Set exercise:
All lines from the line containing "target | rider's glove" up to and including the last line of the listing below should be echoed exactly; no other lines belong in the response.

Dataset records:
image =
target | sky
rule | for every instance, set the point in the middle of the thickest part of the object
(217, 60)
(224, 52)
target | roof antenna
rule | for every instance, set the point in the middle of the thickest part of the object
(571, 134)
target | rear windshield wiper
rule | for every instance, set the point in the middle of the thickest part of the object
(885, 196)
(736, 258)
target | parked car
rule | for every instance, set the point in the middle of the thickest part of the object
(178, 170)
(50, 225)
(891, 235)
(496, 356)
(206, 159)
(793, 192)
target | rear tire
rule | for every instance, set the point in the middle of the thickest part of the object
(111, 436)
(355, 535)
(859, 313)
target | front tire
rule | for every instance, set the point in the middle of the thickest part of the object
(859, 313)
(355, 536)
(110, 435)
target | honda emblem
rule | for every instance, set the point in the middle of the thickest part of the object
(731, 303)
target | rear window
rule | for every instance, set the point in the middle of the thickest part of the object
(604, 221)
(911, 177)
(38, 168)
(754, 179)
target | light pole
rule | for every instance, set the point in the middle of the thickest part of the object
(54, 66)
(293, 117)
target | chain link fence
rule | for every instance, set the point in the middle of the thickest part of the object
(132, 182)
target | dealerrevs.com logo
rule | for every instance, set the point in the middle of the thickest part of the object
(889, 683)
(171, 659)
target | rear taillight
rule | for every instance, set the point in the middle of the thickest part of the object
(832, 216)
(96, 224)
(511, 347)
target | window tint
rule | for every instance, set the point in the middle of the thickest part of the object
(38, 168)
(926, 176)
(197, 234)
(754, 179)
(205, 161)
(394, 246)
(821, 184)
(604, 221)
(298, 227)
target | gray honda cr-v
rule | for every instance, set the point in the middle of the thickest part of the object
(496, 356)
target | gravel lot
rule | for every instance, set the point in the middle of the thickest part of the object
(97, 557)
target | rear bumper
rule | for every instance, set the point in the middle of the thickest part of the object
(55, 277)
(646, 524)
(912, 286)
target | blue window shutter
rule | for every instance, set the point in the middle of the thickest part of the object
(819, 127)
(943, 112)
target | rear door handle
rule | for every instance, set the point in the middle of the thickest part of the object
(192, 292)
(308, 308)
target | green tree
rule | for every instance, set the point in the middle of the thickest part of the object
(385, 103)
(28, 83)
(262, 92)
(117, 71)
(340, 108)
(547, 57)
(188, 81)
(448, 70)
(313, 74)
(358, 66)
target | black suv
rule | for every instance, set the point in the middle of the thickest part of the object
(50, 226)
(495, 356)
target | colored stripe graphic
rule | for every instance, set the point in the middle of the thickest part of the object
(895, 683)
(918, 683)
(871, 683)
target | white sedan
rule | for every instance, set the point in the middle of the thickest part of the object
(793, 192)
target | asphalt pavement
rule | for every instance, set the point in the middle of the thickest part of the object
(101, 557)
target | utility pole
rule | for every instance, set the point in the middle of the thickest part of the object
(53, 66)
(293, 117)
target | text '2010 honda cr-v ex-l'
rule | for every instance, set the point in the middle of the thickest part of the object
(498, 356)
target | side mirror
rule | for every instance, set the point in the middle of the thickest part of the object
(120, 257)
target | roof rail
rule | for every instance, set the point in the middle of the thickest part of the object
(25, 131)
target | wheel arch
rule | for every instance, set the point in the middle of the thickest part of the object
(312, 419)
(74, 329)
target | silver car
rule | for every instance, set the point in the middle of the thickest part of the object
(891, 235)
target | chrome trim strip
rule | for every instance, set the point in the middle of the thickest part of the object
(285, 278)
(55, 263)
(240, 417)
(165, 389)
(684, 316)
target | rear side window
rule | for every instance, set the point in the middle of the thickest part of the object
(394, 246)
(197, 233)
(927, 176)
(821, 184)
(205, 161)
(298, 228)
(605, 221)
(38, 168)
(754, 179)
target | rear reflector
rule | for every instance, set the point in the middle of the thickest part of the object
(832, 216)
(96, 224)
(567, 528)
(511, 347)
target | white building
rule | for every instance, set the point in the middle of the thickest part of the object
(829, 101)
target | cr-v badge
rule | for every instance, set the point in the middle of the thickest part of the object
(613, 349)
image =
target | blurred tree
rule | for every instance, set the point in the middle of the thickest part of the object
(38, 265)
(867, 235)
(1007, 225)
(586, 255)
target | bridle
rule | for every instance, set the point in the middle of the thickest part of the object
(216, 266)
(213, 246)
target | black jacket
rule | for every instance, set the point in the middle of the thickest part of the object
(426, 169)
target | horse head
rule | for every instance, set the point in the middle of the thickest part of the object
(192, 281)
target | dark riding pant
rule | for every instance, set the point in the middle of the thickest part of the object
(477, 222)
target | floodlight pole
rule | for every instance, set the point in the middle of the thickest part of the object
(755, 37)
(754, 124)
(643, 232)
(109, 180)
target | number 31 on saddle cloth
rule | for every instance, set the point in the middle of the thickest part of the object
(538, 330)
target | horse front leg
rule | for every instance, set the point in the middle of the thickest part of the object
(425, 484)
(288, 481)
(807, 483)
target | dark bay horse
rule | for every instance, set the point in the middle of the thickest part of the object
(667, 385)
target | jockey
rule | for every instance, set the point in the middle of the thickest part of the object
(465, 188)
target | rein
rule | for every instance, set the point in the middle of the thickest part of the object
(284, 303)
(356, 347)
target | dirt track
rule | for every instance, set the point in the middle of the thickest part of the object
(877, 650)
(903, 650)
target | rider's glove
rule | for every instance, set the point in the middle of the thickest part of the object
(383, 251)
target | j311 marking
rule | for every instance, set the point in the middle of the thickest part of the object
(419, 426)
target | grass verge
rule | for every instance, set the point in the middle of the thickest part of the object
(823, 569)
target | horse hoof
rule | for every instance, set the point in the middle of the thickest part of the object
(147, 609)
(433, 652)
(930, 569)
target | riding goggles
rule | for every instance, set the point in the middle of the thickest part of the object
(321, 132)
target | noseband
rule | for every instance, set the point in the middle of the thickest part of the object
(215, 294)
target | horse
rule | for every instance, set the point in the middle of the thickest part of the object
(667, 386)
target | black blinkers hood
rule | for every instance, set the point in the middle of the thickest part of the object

Answer to this exercise:
target | rider's glove
rule | for every instance, set the point in the middle of the thickest part of the object
(383, 251)
target | j311 marking
rule | for every instance, set the point in the middle of the thickest part of the object
(419, 426)
target | grass verge
rule | for every instance, set the point in the middle of the thickest part of the object
(823, 569)
target | horse hoof
rule | for every instance, set the point in the middle of the thickest part of the object
(147, 609)
(433, 652)
(930, 569)
target | riding goggles
rule | for every instance, set the point in the middle of the thickest part of the object
(321, 132)
target | noseband
rule | for every instance, set the point in the middle of the thickest part of the object
(215, 294)
target | horse
rule | for every instance, set the point in the middle of the thickest part of the object
(667, 386)
target | black blinkers hood
rule | for every instance, set the point in the middle of the thickest part of the object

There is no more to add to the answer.